Just as COVID-19 strained individuals, families, and communities around the world over the past two and a half years, it also challenged governments. Local and national governments struggled to maintain information flows to citizens during the pandemic.
In the face of the crisis, USAID in the Dominican Republic saw an opportunity to support civil society organizations and journalists in the country in advancing a productive dialogue with the Dominican Republic's newly elected local government through USAID’s Innovation for Change initiative, an activity that works through regional innovation hubs to support, strengthen, and sustain civil society. The project supported budgetary and fiscal transparency around COVID-19 resources and training for journalists on investigative reporting related to the pandemic.
As a result of the realities of COVID-19, it soon became clear that the implementation of the project would have to be as innovative as the project itself. Limitations on travel meant that the project would be transformed into a nexus of virtual inter-regional partnership and collaboration within the Latin America and the Caribbean region, including organizations from Ecuador, Colombia, and Guatemala, all sharing expertise with colleagues in the Dominican Republic.
The initiative was unlike a typical USAID project in terms of that level of regional collaboration, partly because of the innovative, collaborative design of Innovation for Change and partly because of the unique capabilities and network that the project‘s primary implementing partner—Ecuador-based FARO—brought to the effort.
“I’m proud that the teams took on this ambitious project in uncertain times and made it work,” said Ana Patricia Muñóz, Executive Director of FARO.
FARO brought in other organizations from its extensive regional network in Latin America and the Caribbean in order to supplement its expertise. In this arrangement, FARO found itself in a unique position: “We had three roles,” explained Muñoz, “first, the funds came through us, which required a close relationship with the organizations receiving funds; second, we provided connections between local organizations and regional capacity support, and third, we were implementing portions of the project ourselves.”
On the transparency and government accountability side, the project’s activities included a capacity-strengthening workshop with young leaders, and a Dominican Republic National Youth Volunteer Fair led by Alianza ONG (a network of civil society organizations in the Dominican Republic) to raise the visibility of 48 Dominican civil society organizations working to promote transparency. The project also organized a series of workshop sessions on fiscal transparency and the Dominican Republic budget-making process, as well as designed public awareness-raising campaigns on critical public needs during the pandemic and on the importance of monitoring public COVID-19 resources, in collaboration with Participación Ciudadana, a Dominican organization, and Jóvenes Contra la Violencia, a Guatemalan nongovernmental organization.

********************

• STUDY QUESTIONS
(1) In the passage on USAID's Innovation for Change work in the Dominican Republic, who is the Executive Director of FARO?
(2) In the passage on USAID's Innovation for Change work in the Dominican Republic, could you rewrite the text from "As a result" up to and including "to the effort.", changing "collaboration" to "cooperation"?

********************

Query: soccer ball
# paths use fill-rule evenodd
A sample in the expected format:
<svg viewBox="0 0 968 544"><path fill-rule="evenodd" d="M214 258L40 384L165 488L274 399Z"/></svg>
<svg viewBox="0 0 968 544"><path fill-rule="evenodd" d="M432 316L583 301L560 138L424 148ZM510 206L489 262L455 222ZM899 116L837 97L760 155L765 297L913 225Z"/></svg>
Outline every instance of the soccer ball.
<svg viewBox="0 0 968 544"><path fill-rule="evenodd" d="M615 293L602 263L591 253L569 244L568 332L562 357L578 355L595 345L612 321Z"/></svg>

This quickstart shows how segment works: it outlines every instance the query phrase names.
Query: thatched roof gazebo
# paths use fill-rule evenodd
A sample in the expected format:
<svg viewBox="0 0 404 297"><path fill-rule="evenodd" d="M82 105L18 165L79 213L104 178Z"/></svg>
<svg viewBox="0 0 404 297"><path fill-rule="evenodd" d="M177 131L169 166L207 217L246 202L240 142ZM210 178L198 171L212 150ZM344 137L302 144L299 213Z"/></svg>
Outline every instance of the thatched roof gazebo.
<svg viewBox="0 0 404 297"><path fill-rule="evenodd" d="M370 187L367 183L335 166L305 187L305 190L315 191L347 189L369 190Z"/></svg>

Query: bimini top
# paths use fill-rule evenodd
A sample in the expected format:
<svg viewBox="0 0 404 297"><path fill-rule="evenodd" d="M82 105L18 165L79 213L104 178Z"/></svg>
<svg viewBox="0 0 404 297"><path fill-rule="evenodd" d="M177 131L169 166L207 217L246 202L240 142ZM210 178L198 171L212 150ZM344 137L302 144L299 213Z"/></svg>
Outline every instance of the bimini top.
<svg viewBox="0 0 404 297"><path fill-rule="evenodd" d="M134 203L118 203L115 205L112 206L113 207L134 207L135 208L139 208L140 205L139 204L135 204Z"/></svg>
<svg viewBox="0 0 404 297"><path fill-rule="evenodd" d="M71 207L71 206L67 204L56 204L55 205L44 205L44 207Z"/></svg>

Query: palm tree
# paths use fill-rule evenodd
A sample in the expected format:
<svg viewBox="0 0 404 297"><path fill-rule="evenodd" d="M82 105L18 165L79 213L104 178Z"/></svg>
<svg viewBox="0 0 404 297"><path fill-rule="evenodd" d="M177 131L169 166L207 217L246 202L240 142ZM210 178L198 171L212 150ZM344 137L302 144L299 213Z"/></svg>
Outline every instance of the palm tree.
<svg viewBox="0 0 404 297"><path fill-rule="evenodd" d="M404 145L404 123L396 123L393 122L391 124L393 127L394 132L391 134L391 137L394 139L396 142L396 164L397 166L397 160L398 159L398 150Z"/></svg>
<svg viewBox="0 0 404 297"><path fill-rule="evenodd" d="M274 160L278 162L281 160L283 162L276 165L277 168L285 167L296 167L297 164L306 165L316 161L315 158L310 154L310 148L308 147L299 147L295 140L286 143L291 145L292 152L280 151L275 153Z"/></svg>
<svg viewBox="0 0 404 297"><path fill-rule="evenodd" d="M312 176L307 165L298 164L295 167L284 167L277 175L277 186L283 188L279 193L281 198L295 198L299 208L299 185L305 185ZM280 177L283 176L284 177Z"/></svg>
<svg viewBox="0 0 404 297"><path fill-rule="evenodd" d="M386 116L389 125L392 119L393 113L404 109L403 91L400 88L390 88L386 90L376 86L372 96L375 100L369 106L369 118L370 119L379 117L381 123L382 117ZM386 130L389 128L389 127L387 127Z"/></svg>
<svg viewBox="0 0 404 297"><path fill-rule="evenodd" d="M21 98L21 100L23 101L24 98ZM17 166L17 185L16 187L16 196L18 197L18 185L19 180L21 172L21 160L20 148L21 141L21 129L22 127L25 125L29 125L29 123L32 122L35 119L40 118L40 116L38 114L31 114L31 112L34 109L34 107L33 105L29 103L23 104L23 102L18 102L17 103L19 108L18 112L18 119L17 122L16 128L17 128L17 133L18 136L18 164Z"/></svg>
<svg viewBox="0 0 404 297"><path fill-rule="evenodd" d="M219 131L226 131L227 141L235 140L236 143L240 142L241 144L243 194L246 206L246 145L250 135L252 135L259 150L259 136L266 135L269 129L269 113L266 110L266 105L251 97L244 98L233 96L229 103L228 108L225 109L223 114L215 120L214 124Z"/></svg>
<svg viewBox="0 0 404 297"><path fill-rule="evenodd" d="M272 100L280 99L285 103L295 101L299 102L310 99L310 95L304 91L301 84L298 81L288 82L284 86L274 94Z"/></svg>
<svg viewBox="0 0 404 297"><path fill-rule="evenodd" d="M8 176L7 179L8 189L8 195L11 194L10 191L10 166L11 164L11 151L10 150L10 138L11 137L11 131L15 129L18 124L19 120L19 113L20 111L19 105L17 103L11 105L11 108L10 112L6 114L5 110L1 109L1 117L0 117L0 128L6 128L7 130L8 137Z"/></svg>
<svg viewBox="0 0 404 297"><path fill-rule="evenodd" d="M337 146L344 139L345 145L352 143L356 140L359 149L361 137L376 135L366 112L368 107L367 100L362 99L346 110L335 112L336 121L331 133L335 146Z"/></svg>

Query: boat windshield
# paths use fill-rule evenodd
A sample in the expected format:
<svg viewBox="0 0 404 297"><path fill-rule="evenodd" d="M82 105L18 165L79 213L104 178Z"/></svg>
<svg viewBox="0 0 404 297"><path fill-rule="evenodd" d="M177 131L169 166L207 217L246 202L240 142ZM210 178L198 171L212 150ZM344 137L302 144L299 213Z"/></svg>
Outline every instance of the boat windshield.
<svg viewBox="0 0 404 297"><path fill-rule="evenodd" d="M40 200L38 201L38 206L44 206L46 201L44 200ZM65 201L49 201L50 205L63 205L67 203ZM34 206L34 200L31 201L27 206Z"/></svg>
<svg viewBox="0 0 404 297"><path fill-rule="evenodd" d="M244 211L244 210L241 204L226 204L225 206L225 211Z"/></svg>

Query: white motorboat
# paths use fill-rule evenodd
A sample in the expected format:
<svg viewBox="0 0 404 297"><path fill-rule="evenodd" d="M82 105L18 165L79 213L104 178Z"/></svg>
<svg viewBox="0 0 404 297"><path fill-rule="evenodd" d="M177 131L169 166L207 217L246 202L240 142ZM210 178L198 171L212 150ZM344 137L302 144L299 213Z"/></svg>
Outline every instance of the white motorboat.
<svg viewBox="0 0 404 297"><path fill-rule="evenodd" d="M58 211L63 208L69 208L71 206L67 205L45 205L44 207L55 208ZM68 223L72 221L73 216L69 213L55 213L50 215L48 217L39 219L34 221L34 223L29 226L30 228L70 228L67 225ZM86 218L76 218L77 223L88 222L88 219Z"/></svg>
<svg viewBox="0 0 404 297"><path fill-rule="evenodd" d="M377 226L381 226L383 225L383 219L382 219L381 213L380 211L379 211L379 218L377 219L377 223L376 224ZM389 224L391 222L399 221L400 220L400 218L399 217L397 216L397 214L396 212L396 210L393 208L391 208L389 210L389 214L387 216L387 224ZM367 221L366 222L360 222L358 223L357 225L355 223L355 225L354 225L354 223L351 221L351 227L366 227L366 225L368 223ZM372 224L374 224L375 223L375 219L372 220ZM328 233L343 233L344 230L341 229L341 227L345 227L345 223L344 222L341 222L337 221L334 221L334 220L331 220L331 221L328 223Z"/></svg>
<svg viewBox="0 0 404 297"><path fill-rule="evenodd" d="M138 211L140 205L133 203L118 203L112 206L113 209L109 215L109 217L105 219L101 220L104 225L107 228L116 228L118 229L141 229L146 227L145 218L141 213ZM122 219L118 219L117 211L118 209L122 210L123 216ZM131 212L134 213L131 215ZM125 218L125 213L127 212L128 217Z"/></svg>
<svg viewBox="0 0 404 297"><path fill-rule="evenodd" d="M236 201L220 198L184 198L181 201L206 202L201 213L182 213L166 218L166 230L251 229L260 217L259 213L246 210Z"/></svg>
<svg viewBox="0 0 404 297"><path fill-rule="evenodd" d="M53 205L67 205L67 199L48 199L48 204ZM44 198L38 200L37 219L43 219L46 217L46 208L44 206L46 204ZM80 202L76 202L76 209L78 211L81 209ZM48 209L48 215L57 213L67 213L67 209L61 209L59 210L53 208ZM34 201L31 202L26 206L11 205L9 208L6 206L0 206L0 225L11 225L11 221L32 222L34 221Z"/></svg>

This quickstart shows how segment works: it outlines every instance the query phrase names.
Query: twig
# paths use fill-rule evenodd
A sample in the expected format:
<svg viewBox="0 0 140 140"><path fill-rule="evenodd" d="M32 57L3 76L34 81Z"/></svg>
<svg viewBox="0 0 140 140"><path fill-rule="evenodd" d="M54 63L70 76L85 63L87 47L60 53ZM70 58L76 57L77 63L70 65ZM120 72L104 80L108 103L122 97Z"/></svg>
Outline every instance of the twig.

********************

• ANSWERS FOR THE EXERCISE
(1) Ana Patricia Muñóz

(2)
As a result of the realities of COVID-19, it soon became clear that the implementation of the project would have to be as innovative as the project itself. Limitations on travel meant that the project would be transformed into a nexus of virtual inter-regional partnership and cooperation within the Latin America and the Caribbean region, including organizations from Ecuador, Colombia, and Guatemala, all sharing expertise with colleagues in the Dominican Republic.
The initiative was unlike a typical USAID project in terms of that level of regional cooperation, partly because of the innovative, collaborative design of Innovation for Change and partly because of the unique capabilities and network that the project‘s primary implementing partner—Ecuador-based FARO—brought to the effort.